Texte source:
= = = =
Mais alors, d’où sort cette histoire de taxis ? Elle vient du fait que, pendant leurs déplacements, les conducteurs et contrôleurs, peuvent se retrouver dans un taxi pour se rendre d’une gare à une autre. Un exemple concret: j’ai le souvenir d’un collègue conducteur qui avait une journée de service qui se terminait à Evian. Là, il passait la nuit au foyer SNCF et, le lendemain matin, assurait un train au départ de Genève. Ce train étant le premier de la journée, il était impossible de se rendre à Genève en transports en commun. Il était donc acheminé en taxi du foyer d’Evian à la gare de Genève. Bien entendu, il s’était rendu par ses propres moyens de son domicile à son dépôt d’affectation et, de retour de ses deux jours de déplacement, il a récupéré son véhicule pour rentrer chez lui.

Je ne nie pas qu’il peut y avoir matière à optimiser ces déplacements mais la présentation faite par la journaliste n’est même plus une approximation mais une affirmation totalement fausse. Une fois de plus, on annonce des contre-vérités qui entretiennent encore le bon vieux mythe du cheminot qui bosse pas beaucoup et a plein d’avantages. Là encore, amateurisme ou malhonnêteté ? Dur à dire… Toujours est il que c’est encore un coup pour la SNCF qui gaspillerait à tout va en payant ses cheminots à ne rien foutre ou en leur offrant des promenades en taxi, pour le fun.
= = = =
Données enregistrées:

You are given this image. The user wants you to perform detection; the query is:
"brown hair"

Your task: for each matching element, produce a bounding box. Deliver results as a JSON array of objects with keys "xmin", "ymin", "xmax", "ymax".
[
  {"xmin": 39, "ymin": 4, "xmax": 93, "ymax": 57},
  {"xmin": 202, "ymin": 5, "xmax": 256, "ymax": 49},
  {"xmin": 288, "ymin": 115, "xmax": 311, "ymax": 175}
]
= = = =
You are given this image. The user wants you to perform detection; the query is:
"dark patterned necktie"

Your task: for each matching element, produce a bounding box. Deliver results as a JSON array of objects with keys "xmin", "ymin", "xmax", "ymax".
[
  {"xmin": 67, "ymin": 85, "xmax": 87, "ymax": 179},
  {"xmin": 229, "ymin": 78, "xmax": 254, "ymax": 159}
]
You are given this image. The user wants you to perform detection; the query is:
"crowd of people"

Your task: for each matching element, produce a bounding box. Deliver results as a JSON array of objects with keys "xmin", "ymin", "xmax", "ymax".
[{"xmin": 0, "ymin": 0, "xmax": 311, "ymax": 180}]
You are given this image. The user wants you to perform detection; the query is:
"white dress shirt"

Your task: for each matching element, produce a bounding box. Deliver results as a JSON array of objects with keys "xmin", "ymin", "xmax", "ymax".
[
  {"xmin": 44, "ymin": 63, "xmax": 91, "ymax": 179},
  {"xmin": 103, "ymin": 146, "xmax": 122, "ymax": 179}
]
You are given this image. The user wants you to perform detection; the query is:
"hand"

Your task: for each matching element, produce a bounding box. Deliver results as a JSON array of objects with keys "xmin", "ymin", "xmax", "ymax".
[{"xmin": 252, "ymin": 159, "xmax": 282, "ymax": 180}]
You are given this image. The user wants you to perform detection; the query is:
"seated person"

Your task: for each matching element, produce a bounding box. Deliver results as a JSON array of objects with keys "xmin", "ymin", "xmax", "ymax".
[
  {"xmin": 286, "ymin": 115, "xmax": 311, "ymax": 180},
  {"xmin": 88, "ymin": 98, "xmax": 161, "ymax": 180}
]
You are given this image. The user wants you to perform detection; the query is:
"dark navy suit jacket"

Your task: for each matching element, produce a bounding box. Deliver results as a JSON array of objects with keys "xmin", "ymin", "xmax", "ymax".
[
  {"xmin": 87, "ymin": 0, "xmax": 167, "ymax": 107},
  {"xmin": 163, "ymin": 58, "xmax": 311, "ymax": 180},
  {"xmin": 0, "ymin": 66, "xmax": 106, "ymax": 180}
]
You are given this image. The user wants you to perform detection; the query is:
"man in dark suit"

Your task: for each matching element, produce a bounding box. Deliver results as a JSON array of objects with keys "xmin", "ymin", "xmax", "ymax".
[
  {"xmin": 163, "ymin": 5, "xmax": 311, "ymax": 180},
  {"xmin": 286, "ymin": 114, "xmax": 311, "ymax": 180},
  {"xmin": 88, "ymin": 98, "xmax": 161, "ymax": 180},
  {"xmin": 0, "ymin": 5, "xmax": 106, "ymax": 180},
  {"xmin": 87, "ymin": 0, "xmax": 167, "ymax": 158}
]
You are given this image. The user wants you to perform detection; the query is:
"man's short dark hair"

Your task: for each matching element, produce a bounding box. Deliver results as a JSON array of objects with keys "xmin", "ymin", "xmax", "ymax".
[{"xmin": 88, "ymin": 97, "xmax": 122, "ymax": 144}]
= = = =
Consigne: Pouvez-vous citer mot pour mot le passage du texte sur les trajets en taxi des cheminots qui commence à « Je ne nie pas » et se termine à « pour le fun. » ?

Réponse:
Je ne nie pas qu’il peut y avoir matière à optimiser ces déplacements mais la présentation faite par la journaliste n’est même plus une approximation mais une affirmation totalement fausse. Une fois de plus, on annonce des contre-vérités qui entretiennent encore le bon vieux mythe du cheminot qui bosse pas beaucoup et a plein d’avantages. Là encore, amateurisme ou malhonnêteté ? Dur à dire… Toujours est il que c’est encore un coup pour la SNCF qui gaspillerait à tout va en payant ses cheminots à ne rien foutre ou en leur offrant des promenades en taxi, pour le fun.